◆ Objetivo
Cita íntegro el fragmento sobre la comunicación con los delfines, sin alterar ni una palabra.

Entre los invitados a la reunión figuraban el doctor John Lilly, que entonces pertenecía al Instituto de Investigación de Comunicaciones, de Coral Gables, Florida. Lilly se hallaba allí a causa de su trabajo relacionado con la inteligencia de los delfines y, en particular, con sus esfuerzos por comunicarse con ellos.
Existía la impresión de que este esfuerzo por comunicarse con los delfines —el delfín, probablemente, es otra de las especies inteligentes de nuestro planeta— era comparable, en alguna medida, a la tarea con que nos enfrentamos tratando de ponernos en comunicación con especies inteligentes de otro planeta mediante una comunicación de radio interestelar. Creo que será mucho más fácil comprender los mensajes interestelares, si alguna vez los captamos, que llegar a comprender los mensajes de los delfines (véase capítulo 19), si es que en realidad tales mensajes existen.

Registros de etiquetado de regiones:
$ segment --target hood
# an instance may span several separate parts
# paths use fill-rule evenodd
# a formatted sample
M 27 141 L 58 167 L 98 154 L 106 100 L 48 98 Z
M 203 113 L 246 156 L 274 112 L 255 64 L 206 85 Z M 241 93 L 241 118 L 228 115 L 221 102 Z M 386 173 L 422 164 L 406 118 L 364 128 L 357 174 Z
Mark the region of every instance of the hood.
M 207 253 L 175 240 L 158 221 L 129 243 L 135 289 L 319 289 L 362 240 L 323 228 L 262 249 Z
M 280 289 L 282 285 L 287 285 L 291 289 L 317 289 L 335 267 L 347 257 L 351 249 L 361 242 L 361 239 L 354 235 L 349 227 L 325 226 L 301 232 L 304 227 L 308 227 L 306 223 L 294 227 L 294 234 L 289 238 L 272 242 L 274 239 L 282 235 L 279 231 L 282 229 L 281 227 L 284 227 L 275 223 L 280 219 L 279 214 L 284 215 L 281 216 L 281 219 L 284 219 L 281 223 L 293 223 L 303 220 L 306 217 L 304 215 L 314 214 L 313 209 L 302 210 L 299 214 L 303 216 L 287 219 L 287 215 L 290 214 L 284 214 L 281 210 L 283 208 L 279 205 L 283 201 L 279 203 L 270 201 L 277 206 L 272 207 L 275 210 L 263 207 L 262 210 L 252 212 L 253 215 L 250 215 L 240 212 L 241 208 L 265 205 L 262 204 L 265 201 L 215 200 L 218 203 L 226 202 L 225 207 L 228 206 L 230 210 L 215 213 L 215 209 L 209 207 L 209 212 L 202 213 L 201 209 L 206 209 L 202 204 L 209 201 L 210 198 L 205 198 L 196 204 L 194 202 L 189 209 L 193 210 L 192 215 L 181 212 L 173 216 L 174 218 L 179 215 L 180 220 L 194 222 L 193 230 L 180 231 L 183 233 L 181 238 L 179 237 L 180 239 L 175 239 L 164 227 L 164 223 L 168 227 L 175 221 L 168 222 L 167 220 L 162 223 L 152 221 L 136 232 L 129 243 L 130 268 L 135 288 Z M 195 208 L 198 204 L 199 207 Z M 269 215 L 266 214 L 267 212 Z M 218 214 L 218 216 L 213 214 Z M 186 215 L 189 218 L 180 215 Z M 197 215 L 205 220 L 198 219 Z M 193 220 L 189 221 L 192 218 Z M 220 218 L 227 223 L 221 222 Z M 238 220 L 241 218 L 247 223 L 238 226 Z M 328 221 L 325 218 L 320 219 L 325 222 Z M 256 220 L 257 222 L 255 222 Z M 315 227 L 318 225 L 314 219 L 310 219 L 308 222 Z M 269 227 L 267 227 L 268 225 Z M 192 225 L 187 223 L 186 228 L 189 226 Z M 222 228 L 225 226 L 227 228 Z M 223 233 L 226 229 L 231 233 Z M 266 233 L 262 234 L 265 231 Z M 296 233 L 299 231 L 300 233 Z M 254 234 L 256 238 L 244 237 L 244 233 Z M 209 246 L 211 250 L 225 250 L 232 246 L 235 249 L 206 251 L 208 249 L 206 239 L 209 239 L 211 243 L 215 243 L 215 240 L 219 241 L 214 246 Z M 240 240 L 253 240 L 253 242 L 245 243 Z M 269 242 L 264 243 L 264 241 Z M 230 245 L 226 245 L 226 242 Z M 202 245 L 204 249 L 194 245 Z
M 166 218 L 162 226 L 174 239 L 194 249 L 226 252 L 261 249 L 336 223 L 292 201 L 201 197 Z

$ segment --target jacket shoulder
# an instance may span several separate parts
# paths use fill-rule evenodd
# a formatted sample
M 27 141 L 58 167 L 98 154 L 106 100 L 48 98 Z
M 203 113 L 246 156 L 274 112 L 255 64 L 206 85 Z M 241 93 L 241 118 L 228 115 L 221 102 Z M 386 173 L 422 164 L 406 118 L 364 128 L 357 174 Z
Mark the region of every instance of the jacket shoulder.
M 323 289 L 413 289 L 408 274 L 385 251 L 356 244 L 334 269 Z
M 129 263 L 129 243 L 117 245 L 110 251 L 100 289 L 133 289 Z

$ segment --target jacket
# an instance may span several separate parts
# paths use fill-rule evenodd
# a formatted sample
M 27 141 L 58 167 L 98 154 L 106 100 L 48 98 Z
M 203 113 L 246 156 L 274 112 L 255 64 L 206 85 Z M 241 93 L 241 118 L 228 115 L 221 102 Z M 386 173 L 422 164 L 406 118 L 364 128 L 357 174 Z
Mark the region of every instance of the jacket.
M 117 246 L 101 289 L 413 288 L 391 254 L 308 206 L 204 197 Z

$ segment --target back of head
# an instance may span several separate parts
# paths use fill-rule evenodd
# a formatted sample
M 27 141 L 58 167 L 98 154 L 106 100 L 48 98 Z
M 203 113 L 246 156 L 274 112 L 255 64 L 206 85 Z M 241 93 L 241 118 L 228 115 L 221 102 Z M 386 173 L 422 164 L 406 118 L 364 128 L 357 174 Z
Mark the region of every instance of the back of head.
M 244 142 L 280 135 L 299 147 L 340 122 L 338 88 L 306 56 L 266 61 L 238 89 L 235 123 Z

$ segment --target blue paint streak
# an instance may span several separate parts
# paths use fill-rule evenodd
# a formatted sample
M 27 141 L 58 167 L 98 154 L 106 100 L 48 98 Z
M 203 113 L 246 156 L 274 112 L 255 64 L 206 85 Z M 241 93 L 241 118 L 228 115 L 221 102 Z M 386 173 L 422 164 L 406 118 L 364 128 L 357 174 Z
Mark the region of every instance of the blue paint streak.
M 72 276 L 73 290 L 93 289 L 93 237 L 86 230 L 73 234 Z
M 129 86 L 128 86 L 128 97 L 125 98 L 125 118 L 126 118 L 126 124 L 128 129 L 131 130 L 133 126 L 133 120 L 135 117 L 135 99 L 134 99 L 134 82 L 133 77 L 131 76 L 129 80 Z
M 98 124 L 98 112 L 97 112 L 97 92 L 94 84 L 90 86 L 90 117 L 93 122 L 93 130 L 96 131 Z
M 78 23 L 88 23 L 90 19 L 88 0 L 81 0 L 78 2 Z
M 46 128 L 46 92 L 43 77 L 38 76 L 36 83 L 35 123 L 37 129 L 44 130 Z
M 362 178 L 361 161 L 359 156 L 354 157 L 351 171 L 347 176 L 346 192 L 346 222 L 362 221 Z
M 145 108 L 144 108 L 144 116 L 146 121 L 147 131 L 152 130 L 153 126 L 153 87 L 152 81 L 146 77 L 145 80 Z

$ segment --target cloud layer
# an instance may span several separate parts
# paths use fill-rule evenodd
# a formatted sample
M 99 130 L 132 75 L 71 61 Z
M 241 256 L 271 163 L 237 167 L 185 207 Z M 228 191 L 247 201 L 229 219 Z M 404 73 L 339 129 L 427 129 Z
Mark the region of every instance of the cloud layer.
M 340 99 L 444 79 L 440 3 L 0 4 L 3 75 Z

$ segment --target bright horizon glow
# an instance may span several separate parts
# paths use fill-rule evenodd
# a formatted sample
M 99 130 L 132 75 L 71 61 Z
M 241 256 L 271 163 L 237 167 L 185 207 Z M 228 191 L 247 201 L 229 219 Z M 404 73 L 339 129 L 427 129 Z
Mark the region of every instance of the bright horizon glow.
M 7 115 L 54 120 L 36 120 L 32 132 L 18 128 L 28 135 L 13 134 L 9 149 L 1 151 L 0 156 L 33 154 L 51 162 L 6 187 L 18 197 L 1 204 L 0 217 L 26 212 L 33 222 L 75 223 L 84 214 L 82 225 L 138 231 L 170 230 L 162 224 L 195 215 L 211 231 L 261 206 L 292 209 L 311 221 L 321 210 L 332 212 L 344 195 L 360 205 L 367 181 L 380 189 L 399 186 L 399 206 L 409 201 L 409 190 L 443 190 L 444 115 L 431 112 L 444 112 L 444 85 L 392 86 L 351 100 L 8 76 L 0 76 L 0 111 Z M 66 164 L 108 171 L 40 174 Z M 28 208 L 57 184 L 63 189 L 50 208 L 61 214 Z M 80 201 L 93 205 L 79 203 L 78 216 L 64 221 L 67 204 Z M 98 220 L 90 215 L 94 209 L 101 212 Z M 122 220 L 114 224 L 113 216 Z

◆ Resultado del ejercicio
Entre los invitados a la reunión figuraban el doctor John Lilly, que entonces pertenecía al Instituto de Investigación de Comunicaciones, de Coral Gables, Florida. Lilly se hallaba allí a causa de su trabajo relacionado con la inteligencia de los delfines y, en particular, con sus esfuerzos por comunicarse con ellos.
Existía la impresión de que este esfuerzo por comunicarse con los delfines —el delfín, probablemente, es otra de las especies inteligentes de nuestro planeta— era comparable, en alguna medida, a la tarea con que nos enfrentamos tratando de ponernos en comunicación con especies inteligentes de otro planeta mediante una comunicación de radio interestelar. Creo que será mucho más fácil comprender los mensajes interestelares, si alguna vez los captamos, que llegar a comprender los mensajes de los delfines (véase capítulo 19), si es que en realidad tales mensajes existen.